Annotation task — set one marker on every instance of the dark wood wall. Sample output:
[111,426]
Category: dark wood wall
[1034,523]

* * *

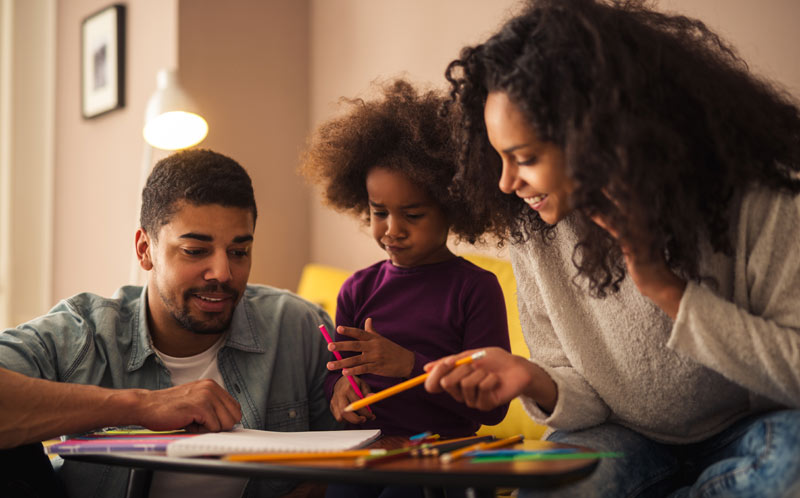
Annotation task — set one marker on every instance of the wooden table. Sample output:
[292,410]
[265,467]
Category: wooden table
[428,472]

==

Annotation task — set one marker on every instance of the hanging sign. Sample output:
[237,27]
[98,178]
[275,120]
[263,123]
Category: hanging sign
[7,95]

- _What is being asked_:
State how many lines in the rows above contain the string "wooden", matching case exactly. Give only the number.

- _The completed task_:
2